[Provided records]
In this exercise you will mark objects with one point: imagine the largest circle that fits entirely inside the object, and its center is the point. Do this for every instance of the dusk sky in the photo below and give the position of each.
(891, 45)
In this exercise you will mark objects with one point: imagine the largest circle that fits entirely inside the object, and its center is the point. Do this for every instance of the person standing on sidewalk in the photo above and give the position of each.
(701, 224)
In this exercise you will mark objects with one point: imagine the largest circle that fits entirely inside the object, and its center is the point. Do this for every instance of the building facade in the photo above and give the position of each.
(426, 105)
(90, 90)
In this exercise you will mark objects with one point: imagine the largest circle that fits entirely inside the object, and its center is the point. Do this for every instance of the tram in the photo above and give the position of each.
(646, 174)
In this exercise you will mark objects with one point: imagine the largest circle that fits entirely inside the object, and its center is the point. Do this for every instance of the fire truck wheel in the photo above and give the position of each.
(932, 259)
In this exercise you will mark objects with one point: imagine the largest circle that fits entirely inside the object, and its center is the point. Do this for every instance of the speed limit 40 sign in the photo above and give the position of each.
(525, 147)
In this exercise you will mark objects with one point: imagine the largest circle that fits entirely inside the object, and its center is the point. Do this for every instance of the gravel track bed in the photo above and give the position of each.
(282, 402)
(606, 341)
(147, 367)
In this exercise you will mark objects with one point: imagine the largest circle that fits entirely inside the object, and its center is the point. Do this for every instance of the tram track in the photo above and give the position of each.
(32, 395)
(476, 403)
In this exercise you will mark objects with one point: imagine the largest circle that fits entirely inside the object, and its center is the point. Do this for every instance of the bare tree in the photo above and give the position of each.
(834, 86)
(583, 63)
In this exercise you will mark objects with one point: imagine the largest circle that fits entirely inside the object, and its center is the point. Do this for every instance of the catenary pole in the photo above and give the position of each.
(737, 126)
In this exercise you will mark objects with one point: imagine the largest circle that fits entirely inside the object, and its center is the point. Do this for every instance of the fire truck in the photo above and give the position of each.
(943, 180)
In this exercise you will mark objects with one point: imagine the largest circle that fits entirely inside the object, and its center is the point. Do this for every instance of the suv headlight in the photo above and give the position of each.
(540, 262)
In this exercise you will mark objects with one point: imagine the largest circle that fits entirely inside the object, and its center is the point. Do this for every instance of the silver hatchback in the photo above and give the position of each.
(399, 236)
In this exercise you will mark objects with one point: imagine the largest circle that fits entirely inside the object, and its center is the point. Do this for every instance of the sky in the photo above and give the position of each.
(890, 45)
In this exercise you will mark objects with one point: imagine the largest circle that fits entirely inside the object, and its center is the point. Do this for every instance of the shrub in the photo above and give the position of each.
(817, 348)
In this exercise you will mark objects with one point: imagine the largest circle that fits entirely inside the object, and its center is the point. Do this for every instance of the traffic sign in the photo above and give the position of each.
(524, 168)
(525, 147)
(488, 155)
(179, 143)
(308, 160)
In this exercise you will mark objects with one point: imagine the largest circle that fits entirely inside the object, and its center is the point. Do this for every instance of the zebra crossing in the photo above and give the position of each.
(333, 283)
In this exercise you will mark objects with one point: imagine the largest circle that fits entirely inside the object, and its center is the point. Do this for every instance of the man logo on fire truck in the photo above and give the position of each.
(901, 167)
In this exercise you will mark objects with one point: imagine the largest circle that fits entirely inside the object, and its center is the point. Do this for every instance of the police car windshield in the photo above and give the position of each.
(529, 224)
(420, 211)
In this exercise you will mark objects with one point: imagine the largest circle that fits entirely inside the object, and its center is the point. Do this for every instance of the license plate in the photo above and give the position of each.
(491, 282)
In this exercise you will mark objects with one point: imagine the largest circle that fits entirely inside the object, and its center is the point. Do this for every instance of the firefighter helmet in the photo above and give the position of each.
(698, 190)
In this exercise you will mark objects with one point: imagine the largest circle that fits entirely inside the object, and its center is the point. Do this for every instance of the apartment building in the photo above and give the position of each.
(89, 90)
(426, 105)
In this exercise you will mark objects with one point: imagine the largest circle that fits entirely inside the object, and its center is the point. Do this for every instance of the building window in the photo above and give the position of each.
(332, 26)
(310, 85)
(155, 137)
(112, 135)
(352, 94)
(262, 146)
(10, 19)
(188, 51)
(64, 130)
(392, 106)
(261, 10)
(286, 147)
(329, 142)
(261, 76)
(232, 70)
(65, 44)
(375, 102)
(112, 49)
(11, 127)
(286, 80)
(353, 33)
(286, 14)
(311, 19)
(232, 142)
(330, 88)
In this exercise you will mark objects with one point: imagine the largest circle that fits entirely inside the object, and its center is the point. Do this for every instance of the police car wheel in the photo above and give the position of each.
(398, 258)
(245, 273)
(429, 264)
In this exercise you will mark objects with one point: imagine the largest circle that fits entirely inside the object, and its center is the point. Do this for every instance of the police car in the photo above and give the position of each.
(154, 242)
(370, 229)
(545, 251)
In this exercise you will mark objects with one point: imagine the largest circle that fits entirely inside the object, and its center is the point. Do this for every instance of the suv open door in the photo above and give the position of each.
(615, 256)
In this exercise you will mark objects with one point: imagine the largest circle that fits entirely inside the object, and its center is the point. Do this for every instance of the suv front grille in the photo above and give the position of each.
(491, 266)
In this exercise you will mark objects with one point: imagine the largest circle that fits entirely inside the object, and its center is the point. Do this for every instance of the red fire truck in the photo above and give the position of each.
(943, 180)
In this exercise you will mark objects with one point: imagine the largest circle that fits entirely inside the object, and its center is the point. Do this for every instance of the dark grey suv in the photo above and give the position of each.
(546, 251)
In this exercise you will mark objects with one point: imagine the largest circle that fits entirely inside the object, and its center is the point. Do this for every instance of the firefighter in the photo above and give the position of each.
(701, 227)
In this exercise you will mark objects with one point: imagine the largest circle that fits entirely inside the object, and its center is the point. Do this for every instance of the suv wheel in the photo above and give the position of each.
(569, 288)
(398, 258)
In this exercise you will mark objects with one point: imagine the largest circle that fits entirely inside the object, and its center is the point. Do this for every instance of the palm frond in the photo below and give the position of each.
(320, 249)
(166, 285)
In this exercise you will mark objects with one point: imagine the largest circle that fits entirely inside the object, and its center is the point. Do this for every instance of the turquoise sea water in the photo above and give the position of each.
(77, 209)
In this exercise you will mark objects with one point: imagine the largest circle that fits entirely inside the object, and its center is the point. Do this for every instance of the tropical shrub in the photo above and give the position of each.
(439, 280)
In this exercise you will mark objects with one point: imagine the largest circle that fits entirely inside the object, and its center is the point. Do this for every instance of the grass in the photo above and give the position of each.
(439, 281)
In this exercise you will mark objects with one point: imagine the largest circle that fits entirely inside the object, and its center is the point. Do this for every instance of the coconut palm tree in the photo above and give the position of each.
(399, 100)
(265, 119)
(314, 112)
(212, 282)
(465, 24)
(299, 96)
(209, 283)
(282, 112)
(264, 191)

[Task brief] Print each line of the data exactly as it was written.

[Completed task]
In this exercise you will mark objects with one point: imagine the largest circle that fits entirely inside the object, and its center is the point. Do this for every instance of the dusk sky in the photo below and give the position of each.
(891, 45)
In this exercise you will mark objects with one point: imagine the largest circle that fits entirely inside the object, and its center is the point. Do this for every instance of the person standing on sidewalk in the photo above and give the position of each.
(701, 224)
In this exercise you will mark objects with one point: imagine the largest circle that fits entirely inside the object, and its center is the point. Do this for every instance of the building facade in the photo above and give the position of each.
(426, 105)
(90, 90)
In this exercise you will mark objects with one point: imagine the largest circle that fits entirely inside the object, and its center is the point. Do this for every instance of the tram in the photo above and give the position of each.
(646, 174)
In this exercise you will mark objects with one point: imagine the largest circle that fits entirely inside the object, and its center is the point. Do this for every instance of the fire truck wheel in the photo above and give the position of each.
(932, 259)
In this exercise you will mark objects with one point: imagine the largest circle that fits entirely inside the object, and its center is the point. Do this for every instance of the speed limit 40 sign in the photo above and give the position of each.
(525, 147)
In this exercise you will mark objects with one point: imagine the largest circle that fits entirely inside the object, and its center is the point. Do this for every instance of the gravel track bed in the photo above and give the position of each.
(282, 402)
(606, 341)
(147, 367)
In this exercise you will mark objects with one point: imagine the largest circle that fits entirely inside the object, and its center is the point. Do this for every instance of the tram track in the photo above and give the position of each.
(32, 395)
(476, 403)
In this exercise you will mark objects with one point: imagine the largest circle that fits entirely inside the object, and its center is the point. Do this for every instance of the bare tree in the photo above and give the position of each.
(834, 86)
(583, 63)
In this exercise you will mark objects with one point: imagine the largest circle that fits entirely inside the object, and its center is the point. Do this for every instance of the catenary pole in the photo above and give the position of each.
(737, 126)
In this exercise you will mark objects with one point: imagine the largest circle that fits entirely inside the object, and its center is the point. Do this for every instance of the fire truck in the photo above and give the position of each.
(943, 180)
In this exercise you will mark objects with one point: imagine the largest circle that fits entirely inside the object, and its center is the point. Do this for every instance of the suv headlight in the photo above and give the position of each.
(540, 262)
In this exercise you will mark objects with one point: imagine the largest circle that fits entirely inside the object, and its center is the point. Do this for every instance of the silver hatchback in the photo above and give the position of each.
(399, 236)
In this exercise you will mark objects with one point: imagine the largest circle that fits entirely inside the object, and its center is the point. Do this for every instance of the sky in the photo above and give the position of each.
(890, 45)
In this exercise you will mark objects with one point: imagine the largest circle that fits entirely inside the object, and its center is the point. Do this for every instance of the shrub in the photo above and give the position of each.
(817, 348)
In this exercise you will mark objects with one point: imagine the largest circle that fits entirely inside the object, and its center is the point. Do this for every instance of the traffic sign in the photo above and give the position of each.
(524, 168)
(525, 147)
(488, 155)
(179, 143)
(308, 160)
In this exercise you will mark objects with one point: imagine the largest circle that fits entirely inside the object, and its center is the point. Do this for every instance of the zebra crossing in the photo above and give the position of each.
(333, 283)
In this exercise you will mark objects with one point: imagine the largest circle that fits entirely inside the object, and its center is the point. Do this for every instance of the man logo on fire truck in the photo above and give the position of each.
(901, 167)
In this exercise you will mark objects with one point: imagine the largest circle that fits entirely inside the object, and its center is the point. Do this for every instance of the police car windshield in the photo above and give the position of each.
(529, 224)
(420, 211)
In this exercise you will mark objects with one point: imagine the largest circle that fits entirely inside the object, and its center is the point. Do this for every instance of the license plate in the photo above and give the position of each.
(491, 282)
In this exercise you will mark objects with one point: imagine the largest circle that fits entirely inside the object, and its center is the point. Do this for every instance of the firefighter helmet in the photo above and give the position of each.
(698, 190)
In this exercise you will mark objects with one point: imagine the largest circle that fits entirely inside the object, and its center is the point. Do this for every instance of the apartment building in the photo above and give the position of each.
(89, 90)
(426, 105)
In this exercise you will mark objects with one point: imagine the largest circle that fits entirely inside the object, and its center is the point. Do this for every instance of the building window in the photo above and give the position of each.
(332, 26)
(310, 85)
(155, 137)
(112, 135)
(352, 94)
(262, 146)
(10, 19)
(188, 51)
(64, 130)
(392, 106)
(261, 10)
(286, 147)
(329, 142)
(261, 76)
(232, 70)
(65, 44)
(375, 102)
(112, 49)
(11, 127)
(286, 80)
(353, 33)
(286, 14)
(311, 19)
(232, 142)
(330, 88)
In this exercise you will mark objects with one point: imagine the largest circle that fits entirely inside the object, and its center is the point. Do this for every instance of the police car wheel in the photo above and give the position of each.
(398, 258)
(245, 273)
(429, 264)
In this exercise you will mark objects with one point: imagine the largest circle that fits entirely inside the object, and its center is the point. Do this for every instance of the police car in the photo above and give the position of each.
(154, 242)
(370, 229)
(545, 251)
In this exercise you will mark objects with one point: imagine the largest circle that fits entirely inside the object, and its center is the point. Do this for every instance of the suv open door in the photo above and give the position of each.
(615, 256)
In this exercise you will mark objects with one point: imagine the largest circle that fits entirely inside the object, and its center is the point. Do this for every instance of the suv front grille in the photo above and give the position of each.
(491, 266)
In this exercise you will mark objects with one point: imagine the largest circle that fits entirely inside the object, and its center is the point. Do this for every instance of the red fire truck in the photo above and give the position of each.
(943, 180)
In this exercise you will mark objects with one point: imagine the largest circle that fits entirely inside the object, and its center is the point. Do this for every instance of the dark grey suv in the photo above and give the position of each.
(546, 251)
In this exercise you will mark objects with one point: imagine the largest circle that fits entirely inside the object, and its center is the point. Do this for every instance of the firefighter in the photo above and give the position of each.
(701, 227)
In this exercise you will mark objects with one point: imagine the largest circle that fits entirely inside the object, and its center is the point. Do this for every instance of the suv wheel in the photo above and give the position of each.
(569, 288)
(398, 258)
In this exercise you will mark objects with one point: imagine the largest circle that fits entirely inside the object, and its center is the point. Do this for every instance of the palm frond in the photo below and give the position of each.
(320, 249)
(166, 285)
In this exercise you will mark objects with one point: imagine the largest circle that fits entirely inside the object, and its center is the point. Do this for every instance of the turquoise sea water in the photo above and give the position of each.
(77, 209)
In this exercise you will mark objects with one point: imagine the largest circle that fits entirely inside the object, and its center is the point. Do this for every instance of the tropical shrub in the photo above and give the position of each.
(439, 280)
In this exercise you will mark objects with one point: imagine the largest circle that fits entirely inside the object, and its center is the point. Do this for every instance of the grass in the photo above and give the position of each.
(439, 281)
In this exercise you will mark objects with one point: imagine the largest circle that fits entirely inside the object, and its center is the point. Do this for every instance of the coconut palm tree in the photo above and give the position of each.
(399, 100)
(265, 119)
(314, 112)
(212, 282)
(465, 24)
(299, 96)
(209, 283)
(282, 112)
(264, 191)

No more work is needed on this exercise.